[[ Supplied material, beginning ]]
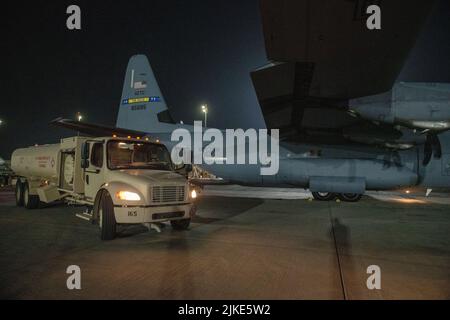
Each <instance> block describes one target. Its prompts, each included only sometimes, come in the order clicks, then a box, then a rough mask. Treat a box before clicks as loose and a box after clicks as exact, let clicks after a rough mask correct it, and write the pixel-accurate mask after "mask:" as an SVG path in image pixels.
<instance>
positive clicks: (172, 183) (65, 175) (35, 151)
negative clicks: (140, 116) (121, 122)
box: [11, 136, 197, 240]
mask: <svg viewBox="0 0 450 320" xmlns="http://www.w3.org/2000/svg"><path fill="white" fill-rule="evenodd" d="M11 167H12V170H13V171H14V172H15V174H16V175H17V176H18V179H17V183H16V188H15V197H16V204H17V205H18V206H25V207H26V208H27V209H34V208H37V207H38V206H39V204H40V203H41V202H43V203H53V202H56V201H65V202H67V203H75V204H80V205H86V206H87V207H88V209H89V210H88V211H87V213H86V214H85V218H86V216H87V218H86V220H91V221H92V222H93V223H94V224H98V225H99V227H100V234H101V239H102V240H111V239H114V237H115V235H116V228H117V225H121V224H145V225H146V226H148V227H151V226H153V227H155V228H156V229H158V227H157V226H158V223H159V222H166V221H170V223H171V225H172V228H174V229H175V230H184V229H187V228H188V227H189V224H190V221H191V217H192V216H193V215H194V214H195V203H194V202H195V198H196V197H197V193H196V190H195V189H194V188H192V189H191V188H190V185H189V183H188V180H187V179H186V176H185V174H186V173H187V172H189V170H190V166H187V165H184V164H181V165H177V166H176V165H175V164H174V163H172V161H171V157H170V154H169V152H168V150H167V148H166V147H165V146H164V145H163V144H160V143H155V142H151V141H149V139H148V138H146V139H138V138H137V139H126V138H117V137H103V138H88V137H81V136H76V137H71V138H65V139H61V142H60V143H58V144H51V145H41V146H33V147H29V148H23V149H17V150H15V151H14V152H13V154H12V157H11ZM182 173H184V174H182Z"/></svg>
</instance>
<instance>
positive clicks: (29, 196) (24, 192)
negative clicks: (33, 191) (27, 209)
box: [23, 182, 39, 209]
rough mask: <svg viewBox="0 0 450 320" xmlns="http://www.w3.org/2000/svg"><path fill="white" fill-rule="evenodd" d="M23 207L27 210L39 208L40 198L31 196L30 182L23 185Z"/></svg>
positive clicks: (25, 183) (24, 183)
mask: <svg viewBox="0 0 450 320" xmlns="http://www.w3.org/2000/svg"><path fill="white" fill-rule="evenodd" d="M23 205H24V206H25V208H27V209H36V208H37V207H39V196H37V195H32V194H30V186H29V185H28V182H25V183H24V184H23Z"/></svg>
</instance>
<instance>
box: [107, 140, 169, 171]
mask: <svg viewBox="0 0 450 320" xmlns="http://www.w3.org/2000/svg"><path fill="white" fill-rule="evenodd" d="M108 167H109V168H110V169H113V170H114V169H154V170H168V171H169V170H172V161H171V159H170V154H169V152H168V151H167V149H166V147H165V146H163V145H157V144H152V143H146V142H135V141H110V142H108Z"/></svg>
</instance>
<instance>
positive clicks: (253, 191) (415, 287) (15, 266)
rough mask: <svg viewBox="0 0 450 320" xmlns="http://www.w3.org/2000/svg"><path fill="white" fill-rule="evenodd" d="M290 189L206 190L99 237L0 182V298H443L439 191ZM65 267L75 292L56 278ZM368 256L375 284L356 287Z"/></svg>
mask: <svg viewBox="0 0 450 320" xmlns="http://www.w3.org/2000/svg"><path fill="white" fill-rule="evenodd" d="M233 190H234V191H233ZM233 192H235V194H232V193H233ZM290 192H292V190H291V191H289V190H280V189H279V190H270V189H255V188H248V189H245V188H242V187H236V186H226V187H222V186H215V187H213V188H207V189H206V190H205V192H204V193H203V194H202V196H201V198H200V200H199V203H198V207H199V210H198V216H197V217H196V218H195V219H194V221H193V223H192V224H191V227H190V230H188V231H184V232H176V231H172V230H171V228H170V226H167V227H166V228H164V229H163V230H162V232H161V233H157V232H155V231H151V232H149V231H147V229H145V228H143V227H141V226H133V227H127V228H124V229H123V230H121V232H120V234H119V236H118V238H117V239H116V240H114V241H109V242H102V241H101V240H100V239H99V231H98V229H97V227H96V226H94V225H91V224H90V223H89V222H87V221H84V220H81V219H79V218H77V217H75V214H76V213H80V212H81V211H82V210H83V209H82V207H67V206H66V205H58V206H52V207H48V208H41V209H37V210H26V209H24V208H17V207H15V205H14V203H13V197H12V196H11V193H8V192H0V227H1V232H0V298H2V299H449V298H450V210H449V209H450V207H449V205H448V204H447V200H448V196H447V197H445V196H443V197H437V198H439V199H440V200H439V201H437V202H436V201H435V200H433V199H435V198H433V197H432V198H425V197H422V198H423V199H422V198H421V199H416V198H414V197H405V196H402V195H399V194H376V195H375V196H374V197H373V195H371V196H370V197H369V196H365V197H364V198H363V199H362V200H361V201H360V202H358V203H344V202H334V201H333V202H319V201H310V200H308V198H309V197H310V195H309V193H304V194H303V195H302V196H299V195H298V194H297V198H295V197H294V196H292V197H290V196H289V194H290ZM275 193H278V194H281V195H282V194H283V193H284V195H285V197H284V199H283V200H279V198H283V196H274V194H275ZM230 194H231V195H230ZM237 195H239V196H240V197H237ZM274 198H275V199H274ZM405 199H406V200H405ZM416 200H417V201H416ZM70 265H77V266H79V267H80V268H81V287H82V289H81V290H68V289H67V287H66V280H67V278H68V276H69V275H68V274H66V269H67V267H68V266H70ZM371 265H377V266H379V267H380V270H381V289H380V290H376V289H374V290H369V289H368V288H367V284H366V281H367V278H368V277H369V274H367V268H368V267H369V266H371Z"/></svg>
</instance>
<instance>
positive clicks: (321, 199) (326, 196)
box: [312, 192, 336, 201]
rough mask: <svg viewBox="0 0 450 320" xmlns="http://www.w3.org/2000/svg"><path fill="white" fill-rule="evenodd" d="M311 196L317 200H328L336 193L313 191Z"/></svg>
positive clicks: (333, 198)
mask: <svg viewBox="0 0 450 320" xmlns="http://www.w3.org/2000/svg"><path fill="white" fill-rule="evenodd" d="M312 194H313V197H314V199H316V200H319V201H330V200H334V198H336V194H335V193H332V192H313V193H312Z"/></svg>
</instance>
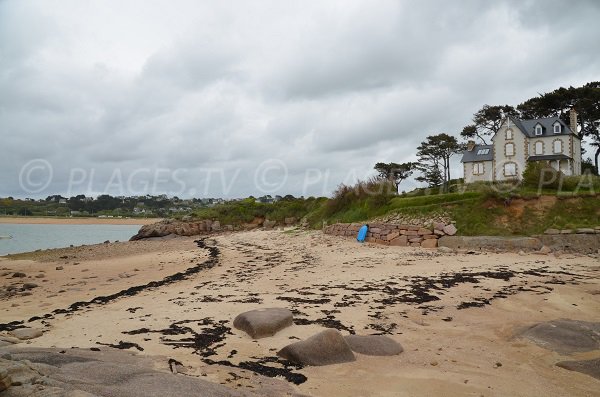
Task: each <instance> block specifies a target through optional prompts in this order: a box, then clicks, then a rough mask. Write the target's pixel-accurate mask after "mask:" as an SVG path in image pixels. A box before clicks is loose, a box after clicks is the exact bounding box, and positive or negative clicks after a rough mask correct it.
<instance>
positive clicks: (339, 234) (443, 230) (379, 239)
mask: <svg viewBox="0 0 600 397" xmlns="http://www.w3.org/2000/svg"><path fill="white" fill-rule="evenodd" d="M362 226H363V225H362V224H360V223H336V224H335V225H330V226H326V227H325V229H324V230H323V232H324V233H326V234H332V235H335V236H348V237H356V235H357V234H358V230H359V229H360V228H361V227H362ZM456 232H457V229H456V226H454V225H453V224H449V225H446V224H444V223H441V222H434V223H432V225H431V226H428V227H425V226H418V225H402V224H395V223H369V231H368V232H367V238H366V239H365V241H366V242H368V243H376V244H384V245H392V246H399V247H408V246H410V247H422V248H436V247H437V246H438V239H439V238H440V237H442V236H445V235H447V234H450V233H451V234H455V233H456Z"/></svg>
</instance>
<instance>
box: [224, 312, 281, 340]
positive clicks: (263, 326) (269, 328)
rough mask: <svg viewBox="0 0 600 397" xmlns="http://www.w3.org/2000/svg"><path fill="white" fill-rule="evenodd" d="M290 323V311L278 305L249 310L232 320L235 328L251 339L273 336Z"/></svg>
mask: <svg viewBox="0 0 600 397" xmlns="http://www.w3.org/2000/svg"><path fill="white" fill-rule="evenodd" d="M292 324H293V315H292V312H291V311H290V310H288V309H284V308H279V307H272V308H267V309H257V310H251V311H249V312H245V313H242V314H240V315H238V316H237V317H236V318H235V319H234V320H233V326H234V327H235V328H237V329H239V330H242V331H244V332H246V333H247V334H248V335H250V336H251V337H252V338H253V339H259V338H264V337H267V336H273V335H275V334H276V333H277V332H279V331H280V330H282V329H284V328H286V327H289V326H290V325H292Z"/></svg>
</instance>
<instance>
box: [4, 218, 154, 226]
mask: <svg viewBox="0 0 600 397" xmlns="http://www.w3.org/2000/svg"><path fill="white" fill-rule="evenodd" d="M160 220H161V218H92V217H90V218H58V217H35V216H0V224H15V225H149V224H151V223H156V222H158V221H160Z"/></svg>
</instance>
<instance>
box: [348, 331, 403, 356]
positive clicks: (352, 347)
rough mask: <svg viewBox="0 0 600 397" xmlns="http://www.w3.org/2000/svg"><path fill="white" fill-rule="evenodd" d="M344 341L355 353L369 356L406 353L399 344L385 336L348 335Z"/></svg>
[[ Supplied material, end ]]
Problem requirements:
Reproduce, exactly and with both ends included, every line from the one that contains "box: [224, 312, 281, 340]" to the end of the listing above.

Response area:
box: [224, 312, 281, 340]
positive clicks: (263, 326) (269, 328)
rough mask: <svg viewBox="0 0 600 397" xmlns="http://www.w3.org/2000/svg"><path fill="white" fill-rule="evenodd" d="M290 323V311L278 305L249 310L232 320L235 328L251 339L273 336Z"/></svg>
mask: <svg viewBox="0 0 600 397" xmlns="http://www.w3.org/2000/svg"><path fill="white" fill-rule="evenodd" d="M292 324H293V315H292V312H291V311H290V310H288V309H284V308H279V307H272V308H267V309H257V310H251V311H249V312H245V313H242V314H240V315H238V316H237V317H236V318H235V319H234V320H233V326H234V327H235V328H237V329H239V330H242V331H244V332H246V333H247V334H248V335H250V336H251V337H252V338H253V339H259V338H264V337H267V336H273V335H275V334H276V333H277V332H279V331H280V330H282V329H284V328H286V327H289V326H290V325H292Z"/></svg>
</instance>
<instance>
box: [4, 218, 154, 226]
mask: <svg viewBox="0 0 600 397" xmlns="http://www.w3.org/2000/svg"><path fill="white" fill-rule="evenodd" d="M160 220H161V218H92V217H90V218H58V217H35V216H0V224H15V225H149V224H151V223H156V222H158V221H160Z"/></svg>
</instance>
<instance>
box: [348, 331, 403, 356]
positive clicks: (352, 347)
rough mask: <svg viewBox="0 0 600 397" xmlns="http://www.w3.org/2000/svg"><path fill="white" fill-rule="evenodd" d="M344 341L355 353L369 356L406 353L399 344L385 336L348 335Z"/></svg>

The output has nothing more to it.